_Excerpted records:_
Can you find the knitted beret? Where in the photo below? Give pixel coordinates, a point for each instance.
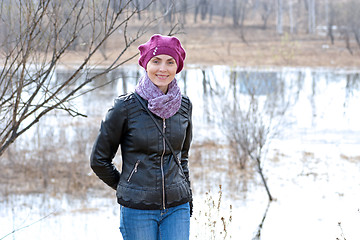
(158, 45)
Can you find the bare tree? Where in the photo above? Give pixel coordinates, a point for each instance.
(252, 116)
(37, 36)
(279, 16)
(265, 11)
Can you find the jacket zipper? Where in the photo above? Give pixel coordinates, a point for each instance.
(134, 170)
(162, 167)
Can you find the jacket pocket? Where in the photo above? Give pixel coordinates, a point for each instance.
(134, 170)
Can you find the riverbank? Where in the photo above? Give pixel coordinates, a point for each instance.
(208, 44)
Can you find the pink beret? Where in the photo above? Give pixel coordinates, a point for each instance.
(158, 45)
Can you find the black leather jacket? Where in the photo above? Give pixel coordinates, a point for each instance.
(150, 177)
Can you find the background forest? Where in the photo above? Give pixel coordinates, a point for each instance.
(63, 61)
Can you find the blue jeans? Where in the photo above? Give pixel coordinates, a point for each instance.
(169, 224)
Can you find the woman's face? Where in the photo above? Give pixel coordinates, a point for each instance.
(161, 70)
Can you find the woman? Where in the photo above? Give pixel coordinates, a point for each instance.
(153, 188)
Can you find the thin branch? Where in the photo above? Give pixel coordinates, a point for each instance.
(29, 225)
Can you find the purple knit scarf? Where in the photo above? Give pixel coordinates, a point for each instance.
(162, 105)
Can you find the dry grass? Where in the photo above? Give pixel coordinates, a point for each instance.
(211, 44)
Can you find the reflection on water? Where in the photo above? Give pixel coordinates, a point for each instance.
(321, 108)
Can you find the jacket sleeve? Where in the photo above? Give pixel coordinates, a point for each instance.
(107, 144)
(186, 146)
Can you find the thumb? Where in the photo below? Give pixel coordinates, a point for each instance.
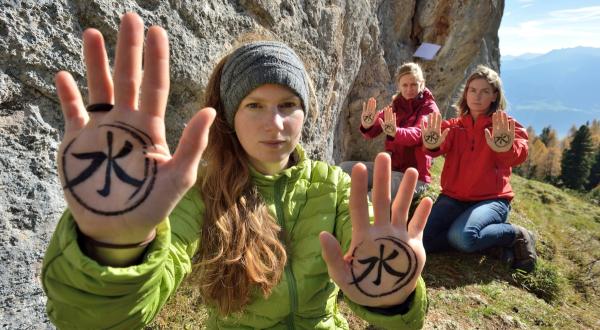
(194, 140)
(332, 254)
(488, 137)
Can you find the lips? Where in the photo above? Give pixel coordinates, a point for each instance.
(273, 143)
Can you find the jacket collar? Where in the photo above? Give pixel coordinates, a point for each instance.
(292, 173)
(481, 122)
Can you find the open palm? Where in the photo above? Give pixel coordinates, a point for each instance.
(385, 259)
(503, 132)
(118, 175)
(431, 131)
(369, 113)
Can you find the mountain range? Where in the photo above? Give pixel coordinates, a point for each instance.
(560, 88)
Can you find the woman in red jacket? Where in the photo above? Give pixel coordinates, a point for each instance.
(401, 121)
(481, 146)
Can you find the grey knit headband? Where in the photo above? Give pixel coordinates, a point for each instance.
(258, 63)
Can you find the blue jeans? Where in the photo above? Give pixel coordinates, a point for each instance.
(468, 226)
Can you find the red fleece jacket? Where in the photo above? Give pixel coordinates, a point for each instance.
(472, 170)
(405, 147)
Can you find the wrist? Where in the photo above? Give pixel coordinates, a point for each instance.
(116, 255)
(399, 309)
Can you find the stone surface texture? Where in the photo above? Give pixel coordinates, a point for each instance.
(351, 49)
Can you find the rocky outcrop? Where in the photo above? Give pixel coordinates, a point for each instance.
(351, 49)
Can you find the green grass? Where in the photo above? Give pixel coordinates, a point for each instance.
(470, 291)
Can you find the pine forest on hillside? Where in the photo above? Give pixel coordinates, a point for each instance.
(572, 163)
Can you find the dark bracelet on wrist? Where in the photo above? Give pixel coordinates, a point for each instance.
(88, 240)
(400, 309)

_Exercise goal:_ All the lines above are to be reproduced exactly, except the pictures.

_Exercise result:_
Can you find the knitted beret? Where in the photo below? Give pixel coordinates, a point for each instance.
(158, 45)
Can you find the bare tree? Where in the photo above? Give pixel coordinates, a point for each instance.
(252, 116)
(37, 36)
(279, 16)
(265, 11)
Can you find the jacket zipper? Where in the photo above? Give pixel coordinates, a point for each instance.
(134, 170)
(162, 167)
Can you find the jacket pocket? Where in the photo above? Give pixel coordinates, a point for each instance.
(134, 170)
Can you find the riverbank? Where in the photo above? Give pixel coordinates, a point for each instance.
(208, 44)
Can you find the pink beret? Where in the photo above? Give pixel coordinates, a point for each instance.
(158, 45)
Can you find the black leather jacket? Where in the photo above? Give pixel coordinates, a point for each instance.
(150, 177)
Can you find the background forest? Where in the photo above? Give pixel coordinates, a point for each instance.
(63, 61)
Can you find the blue jeans? Where in the photo above? Give pixel coordinates, a point for each instance.
(169, 224)
Can you find the woman's face? Where in the photo above? Give pixel coordinates, a point for each instance.
(161, 70)
Can you find the woman? Where in the photo above? Give pixel coordinates, a point for each instance.
(153, 188)
Can you find the thin branch? Where in the photo above? Give pixel coordinates, a point for each instance.
(29, 225)
Can you find the purple knit scarf? Where in the photo above? Give pixel coordinates, a point for each instance.
(162, 105)
Can you find the dry grass? Where in the photo above? Give pixel coordinates, a point for each instance.
(211, 44)
Can you find the reflection on water? Where in the photo above? Give pixel coordinates, a point for each instance.
(321, 108)
Can you find the jacket sleeve? Where in the photo above? Give pixel coordinates, a point for each instance.
(107, 144)
(186, 146)
Can you find the thumb? Where in the photo below? Give pixel coordinates, a point for each instance.
(194, 140)
(332, 254)
(488, 137)
Can you find the lips? Where in the photo above? Give pixel coordinates, a point for each instance.
(273, 143)
Can you find the jacket collar? Where in the photo above? Give pixel coordinates, a point for each instance.
(292, 173)
(481, 122)
Can you find the open palm? Where in the photo above? Give pixel coordinates, a point for each instance.
(385, 259)
(503, 132)
(118, 175)
(431, 131)
(369, 113)
Can you find the mountain range? Where in the photo above? Give pixel coordinates, a point for each instance.
(560, 88)
Can you find the woman in red jacket? Where in the photo above? Give pixel coordinates, a point for each instance.
(401, 121)
(481, 146)
Can you find the grey knit headband? Where in the photo above? Give pixel coordinates, a point for each instance.
(258, 63)
Can you find the blue jeans? Where in the photo above? Give pixel coordinates, a point for each instance.
(468, 226)
Can you find the red fleece jacket? Where in the photo above? Give pixel coordinates, a point for each instance.
(472, 170)
(405, 147)
Can you find the wrist? Where in the photo above? Give pixel coordinates, a point for each instance.
(116, 255)
(399, 309)
Can you find the stone surface texture? Where in the photo above? Give pixel coordinates, a point for each instance.
(351, 49)
Can you find the rocky outcrop? Where in the photo above? Give pixel coordinates, a point for each instance.
(351, 49)
Can you find the green grass? Where in the photo above? Give pixel coordinates, a point for each instance.
(470, 291)
Can you find the pine forest on hillside? Where in the photo above? Give pixel coordinates, a point for each instance.
(572, 163)
Can you find the dark bracelet on wrist? Where in the photo above? Give pixel coordinates, a point for each instance.
(88, 240)
(400, 309)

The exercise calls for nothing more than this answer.